» **TEXTE DE L'EXERCICE**:

----------

Un plaidoyer inattendu en faveur du fair use
OpenAI veut un feu vert officiel pour continuer à entraîner ses intelligences artificielles sur des contenus protégés par le droit d’auteur. L’entreprise dirigée par Sam Altman a récemment publié une série de recommandations sur son site web à l’attention de la Maison-Blanche. Objectif : influencer le plan d’action sur l’IA que Donald Trump prévoit de mettre en œuvre d’ici juillet 2025.

Dans ce document qualifié de “centré sur la liberté”, OpenAI demande que l’administration fédérale entérine l’utilisation d’œuvres sous copyright dans l’entraînement de ses IA, au nom de la doctrine du fair use, ou usage équitable.

L’entreprise affirme que ses modèles de langage, comme ChatGPT, ne reproduisent pas les œuvres telles quelles, mais qu’ils “extraient des schémas, des structures linguistiques et des informations contextuelles”. Elle soutient ainsi que l’entraînement de ses IA “respecte les objectifs fondamentaux du droit d’auteur”, et contribue à produire “quelque chose de totalement nouveau et différent, sans en altérer la valeur commerciale”.

----------

» **DONNÉES À ANALYSER**:
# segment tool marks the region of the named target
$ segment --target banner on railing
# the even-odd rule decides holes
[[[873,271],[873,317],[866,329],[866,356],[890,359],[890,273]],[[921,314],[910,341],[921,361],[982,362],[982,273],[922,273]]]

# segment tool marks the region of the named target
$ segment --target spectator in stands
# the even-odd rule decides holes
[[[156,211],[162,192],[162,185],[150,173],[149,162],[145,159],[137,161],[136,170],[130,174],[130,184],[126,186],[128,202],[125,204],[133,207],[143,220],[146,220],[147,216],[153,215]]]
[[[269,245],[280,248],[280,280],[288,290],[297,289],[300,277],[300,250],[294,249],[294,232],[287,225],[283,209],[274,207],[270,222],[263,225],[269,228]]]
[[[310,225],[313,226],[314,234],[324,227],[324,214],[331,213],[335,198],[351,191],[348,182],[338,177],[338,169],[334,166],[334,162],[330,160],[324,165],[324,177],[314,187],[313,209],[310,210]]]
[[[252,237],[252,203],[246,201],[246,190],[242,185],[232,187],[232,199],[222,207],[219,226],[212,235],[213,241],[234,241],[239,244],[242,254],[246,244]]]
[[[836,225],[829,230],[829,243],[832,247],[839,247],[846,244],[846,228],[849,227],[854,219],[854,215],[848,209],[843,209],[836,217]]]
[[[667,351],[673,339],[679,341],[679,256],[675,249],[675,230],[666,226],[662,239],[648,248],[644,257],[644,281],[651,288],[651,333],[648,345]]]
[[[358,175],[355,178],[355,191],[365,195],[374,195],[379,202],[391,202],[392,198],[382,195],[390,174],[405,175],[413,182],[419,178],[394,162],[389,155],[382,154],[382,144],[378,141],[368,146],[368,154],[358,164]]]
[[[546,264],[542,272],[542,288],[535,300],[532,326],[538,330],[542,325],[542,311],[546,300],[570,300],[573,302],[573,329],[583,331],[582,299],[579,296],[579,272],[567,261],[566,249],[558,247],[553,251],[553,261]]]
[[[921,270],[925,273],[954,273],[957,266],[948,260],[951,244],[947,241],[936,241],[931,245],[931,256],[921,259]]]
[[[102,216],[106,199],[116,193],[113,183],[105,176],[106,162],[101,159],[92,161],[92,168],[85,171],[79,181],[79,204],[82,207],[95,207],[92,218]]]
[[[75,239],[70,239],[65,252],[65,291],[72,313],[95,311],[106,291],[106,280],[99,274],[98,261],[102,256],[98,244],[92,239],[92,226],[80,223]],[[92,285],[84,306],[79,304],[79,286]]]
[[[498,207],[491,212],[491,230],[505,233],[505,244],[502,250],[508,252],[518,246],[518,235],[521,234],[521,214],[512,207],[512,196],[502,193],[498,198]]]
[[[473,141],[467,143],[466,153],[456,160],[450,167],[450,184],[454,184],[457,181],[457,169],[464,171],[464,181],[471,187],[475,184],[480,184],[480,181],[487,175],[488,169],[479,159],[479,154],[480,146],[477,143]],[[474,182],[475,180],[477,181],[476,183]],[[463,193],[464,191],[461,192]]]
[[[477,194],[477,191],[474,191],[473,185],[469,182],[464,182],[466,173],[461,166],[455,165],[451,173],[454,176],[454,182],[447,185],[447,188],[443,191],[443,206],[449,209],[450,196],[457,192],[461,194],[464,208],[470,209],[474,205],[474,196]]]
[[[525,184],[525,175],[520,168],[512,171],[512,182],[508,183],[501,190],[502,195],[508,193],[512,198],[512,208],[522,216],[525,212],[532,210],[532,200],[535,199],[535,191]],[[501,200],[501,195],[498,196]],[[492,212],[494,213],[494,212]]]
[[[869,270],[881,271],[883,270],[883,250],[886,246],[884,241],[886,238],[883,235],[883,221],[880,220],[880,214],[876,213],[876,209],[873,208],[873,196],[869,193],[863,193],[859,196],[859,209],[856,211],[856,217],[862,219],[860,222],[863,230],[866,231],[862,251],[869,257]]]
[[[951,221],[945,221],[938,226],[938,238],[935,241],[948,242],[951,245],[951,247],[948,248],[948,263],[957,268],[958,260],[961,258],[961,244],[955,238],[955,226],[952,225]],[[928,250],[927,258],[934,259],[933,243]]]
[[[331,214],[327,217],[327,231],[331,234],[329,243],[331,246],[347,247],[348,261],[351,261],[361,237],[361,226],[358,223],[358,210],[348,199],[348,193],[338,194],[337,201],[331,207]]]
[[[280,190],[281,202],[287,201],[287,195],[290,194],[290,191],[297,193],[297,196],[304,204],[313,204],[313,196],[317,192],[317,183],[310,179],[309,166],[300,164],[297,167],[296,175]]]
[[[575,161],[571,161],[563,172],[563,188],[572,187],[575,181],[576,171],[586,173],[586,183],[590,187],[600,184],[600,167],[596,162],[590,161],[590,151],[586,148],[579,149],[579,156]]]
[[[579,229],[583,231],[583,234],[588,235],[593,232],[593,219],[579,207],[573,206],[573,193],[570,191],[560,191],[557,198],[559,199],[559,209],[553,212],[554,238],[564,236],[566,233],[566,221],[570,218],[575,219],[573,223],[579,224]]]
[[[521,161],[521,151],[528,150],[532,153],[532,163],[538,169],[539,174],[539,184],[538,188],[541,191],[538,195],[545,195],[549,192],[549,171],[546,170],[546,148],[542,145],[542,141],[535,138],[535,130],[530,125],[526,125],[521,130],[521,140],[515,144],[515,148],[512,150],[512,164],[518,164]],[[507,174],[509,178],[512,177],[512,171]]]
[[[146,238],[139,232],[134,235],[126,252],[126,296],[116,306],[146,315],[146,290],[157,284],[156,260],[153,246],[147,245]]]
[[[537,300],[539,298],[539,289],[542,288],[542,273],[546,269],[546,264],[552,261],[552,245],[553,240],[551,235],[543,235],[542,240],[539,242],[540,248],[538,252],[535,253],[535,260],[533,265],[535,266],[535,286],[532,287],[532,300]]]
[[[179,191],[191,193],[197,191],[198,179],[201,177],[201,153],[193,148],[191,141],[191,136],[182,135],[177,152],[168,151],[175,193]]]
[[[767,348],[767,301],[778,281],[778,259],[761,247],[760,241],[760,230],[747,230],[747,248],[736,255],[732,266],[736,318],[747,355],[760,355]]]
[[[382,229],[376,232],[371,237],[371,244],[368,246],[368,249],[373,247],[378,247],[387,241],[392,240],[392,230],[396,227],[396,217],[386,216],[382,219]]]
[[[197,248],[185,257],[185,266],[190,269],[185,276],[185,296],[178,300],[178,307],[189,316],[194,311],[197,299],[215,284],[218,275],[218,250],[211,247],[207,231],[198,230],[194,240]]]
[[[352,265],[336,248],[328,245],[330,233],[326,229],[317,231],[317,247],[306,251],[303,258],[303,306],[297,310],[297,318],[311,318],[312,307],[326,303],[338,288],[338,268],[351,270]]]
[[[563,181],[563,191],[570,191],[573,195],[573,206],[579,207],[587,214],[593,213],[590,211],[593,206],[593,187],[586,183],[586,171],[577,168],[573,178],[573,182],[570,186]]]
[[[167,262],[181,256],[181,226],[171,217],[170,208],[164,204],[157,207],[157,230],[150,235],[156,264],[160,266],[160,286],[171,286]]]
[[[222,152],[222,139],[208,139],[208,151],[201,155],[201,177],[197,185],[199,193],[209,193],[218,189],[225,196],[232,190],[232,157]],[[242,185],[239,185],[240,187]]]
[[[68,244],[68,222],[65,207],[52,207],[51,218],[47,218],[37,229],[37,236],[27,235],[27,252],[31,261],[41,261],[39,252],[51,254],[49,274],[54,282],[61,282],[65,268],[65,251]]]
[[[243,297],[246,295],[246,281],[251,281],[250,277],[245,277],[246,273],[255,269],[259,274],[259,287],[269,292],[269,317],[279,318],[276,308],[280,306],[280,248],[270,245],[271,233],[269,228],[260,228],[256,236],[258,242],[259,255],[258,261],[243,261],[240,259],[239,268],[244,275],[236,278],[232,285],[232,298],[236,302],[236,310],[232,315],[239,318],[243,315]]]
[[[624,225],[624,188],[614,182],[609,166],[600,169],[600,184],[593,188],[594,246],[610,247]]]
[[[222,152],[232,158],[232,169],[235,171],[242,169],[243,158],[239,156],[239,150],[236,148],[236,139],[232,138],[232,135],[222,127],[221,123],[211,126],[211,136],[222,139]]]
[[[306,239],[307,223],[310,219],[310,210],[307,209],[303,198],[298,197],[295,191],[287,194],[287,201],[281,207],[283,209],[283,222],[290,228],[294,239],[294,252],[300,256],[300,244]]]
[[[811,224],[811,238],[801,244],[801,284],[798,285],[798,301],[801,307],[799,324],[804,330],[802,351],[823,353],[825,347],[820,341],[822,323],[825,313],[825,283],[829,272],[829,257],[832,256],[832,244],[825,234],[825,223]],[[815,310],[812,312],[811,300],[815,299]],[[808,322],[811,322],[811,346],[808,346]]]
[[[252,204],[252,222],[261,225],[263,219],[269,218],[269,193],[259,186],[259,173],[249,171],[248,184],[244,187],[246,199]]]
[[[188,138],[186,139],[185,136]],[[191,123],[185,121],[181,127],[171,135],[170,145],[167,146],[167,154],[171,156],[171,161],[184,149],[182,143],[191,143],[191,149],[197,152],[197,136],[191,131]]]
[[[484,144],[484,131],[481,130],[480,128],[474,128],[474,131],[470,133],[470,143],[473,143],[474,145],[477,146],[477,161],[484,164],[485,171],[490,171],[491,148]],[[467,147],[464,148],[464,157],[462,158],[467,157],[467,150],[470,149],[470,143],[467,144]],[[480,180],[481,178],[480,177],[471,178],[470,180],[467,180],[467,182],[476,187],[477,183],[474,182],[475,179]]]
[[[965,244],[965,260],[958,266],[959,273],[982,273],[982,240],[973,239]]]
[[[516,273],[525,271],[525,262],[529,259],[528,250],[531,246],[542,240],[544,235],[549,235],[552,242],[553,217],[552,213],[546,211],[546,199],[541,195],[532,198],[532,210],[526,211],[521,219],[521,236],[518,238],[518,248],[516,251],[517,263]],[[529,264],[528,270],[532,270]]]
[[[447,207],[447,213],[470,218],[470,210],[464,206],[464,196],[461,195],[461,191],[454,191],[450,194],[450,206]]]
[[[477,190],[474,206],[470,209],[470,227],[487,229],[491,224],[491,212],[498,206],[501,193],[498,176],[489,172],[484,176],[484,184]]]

----------

» **CONSIGNES À SUIVRE**:
**A)** Recopiez, dans le texte sur OpenAI et le fair use, tout le passage qui va de "Un plaidoyer inattendu" jusqu'à "ou usage équitable.".
**B)** D'après le texte sur OpenAI et le fair use, d'ici quelle date Donald Trump prévoit-il de mettre en œuvre son plan d'action sur l'IA ?

» **RÉPONSES PAR ITEM**:
**A)**
Un plaidoyer inattendu en faveur du fair use
OpenAI veut un feu vert officiel pour continuer à entraîner ses intelligences artificielles sur des contenus protégés par le droit d’auteur. L’entreprise dirigée par Sam Altman a récemment publié une série de recommandations sur son site web à l’attention de la Maison-Blanche. Objectif : influencer le plan d’action sur l’IA que Donald Trump prévoit de mettre en œuvre d’ici juillet 2025.

Dans ce document qualifié de “centré sur la liberté”, OpenAI demande que l’administration fédérale entérine l’utilisation d’œuvres sous copyright dans l’entraînement de ses IA, au nom de la doctrine du fair use, ou usage équitable.

**B)** D'ici juillet 2025.